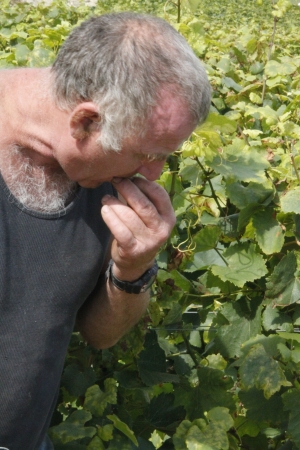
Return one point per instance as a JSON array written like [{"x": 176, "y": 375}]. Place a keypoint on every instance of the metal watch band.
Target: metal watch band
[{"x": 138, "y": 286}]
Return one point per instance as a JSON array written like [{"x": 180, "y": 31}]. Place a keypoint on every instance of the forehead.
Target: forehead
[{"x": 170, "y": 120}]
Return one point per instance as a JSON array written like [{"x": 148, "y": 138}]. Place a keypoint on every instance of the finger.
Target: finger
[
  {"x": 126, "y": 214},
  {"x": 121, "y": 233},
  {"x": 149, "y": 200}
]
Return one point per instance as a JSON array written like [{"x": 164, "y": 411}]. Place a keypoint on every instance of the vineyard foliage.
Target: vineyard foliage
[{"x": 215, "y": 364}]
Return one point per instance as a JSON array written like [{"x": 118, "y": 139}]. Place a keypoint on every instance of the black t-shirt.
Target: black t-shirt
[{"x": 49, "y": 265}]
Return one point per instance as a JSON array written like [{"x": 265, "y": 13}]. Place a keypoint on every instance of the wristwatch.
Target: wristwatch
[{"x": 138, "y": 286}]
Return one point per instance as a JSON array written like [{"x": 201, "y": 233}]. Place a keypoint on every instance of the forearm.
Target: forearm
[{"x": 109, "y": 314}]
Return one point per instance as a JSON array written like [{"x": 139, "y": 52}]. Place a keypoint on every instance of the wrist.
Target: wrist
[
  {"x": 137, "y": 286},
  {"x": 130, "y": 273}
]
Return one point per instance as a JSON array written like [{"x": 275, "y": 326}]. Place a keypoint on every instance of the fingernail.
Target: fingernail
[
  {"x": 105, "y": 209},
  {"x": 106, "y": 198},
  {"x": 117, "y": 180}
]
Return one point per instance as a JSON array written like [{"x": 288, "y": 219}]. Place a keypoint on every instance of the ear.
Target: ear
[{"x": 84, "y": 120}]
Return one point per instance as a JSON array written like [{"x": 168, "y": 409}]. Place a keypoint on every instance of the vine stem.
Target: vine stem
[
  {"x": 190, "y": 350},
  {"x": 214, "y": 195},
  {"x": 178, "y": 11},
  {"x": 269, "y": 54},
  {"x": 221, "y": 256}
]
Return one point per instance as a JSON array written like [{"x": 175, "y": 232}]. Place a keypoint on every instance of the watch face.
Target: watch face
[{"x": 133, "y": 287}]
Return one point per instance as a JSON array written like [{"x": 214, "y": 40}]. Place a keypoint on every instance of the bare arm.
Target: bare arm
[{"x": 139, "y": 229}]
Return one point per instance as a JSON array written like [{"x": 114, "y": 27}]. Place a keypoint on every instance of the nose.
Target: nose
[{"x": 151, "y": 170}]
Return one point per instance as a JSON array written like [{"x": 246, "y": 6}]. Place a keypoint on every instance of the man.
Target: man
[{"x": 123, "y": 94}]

...

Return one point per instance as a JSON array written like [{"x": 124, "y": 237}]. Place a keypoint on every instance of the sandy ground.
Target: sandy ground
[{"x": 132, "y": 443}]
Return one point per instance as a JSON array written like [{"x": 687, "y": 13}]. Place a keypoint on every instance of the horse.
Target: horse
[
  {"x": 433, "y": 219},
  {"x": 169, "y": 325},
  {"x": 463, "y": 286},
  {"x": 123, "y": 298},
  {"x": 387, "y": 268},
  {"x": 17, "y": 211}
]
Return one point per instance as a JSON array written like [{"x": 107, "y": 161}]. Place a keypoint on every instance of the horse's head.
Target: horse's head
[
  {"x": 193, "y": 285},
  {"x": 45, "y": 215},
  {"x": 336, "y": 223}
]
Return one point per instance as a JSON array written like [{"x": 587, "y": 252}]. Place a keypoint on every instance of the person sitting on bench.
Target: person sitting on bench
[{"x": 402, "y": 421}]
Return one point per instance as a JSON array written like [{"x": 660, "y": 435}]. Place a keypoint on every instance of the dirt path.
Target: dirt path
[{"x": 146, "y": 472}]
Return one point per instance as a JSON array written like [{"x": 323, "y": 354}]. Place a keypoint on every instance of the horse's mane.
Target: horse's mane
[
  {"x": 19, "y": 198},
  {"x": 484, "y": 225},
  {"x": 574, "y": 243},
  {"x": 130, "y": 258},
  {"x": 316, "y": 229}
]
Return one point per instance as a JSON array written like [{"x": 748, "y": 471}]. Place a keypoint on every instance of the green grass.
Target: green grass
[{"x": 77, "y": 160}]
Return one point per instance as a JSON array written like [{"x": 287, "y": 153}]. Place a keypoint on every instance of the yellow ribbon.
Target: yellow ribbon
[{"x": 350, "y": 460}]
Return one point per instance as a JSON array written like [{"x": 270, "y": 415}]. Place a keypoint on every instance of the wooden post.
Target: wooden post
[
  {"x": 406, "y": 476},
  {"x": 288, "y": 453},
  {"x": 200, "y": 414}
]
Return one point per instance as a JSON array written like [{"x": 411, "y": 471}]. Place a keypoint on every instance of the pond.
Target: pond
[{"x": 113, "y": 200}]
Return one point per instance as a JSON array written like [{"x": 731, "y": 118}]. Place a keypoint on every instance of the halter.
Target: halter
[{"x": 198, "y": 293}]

*TASK:* Transcribe the records above from the line holding "Target: fingernail" down to the line holding "the vine stem.", inclusive, without adding anything.

*WRITTEN RESPONSE:*
Target: fingernail
[
  {"x": 105, "y": 209},
  {"x": 106, "y": 198},
  {"x": 117, "y": 180}
]
Return one point per instance as a JSON array written like [{"x": 288, "y": 219}]. Place a keypoint on every instance of the ear.
Target: ear
[{"x": 84, "y": 120}]
Return one point per instance as a JSON array written like [{"x": 168, "y": 409}]. Place a keypoint on every instance of the vine stem.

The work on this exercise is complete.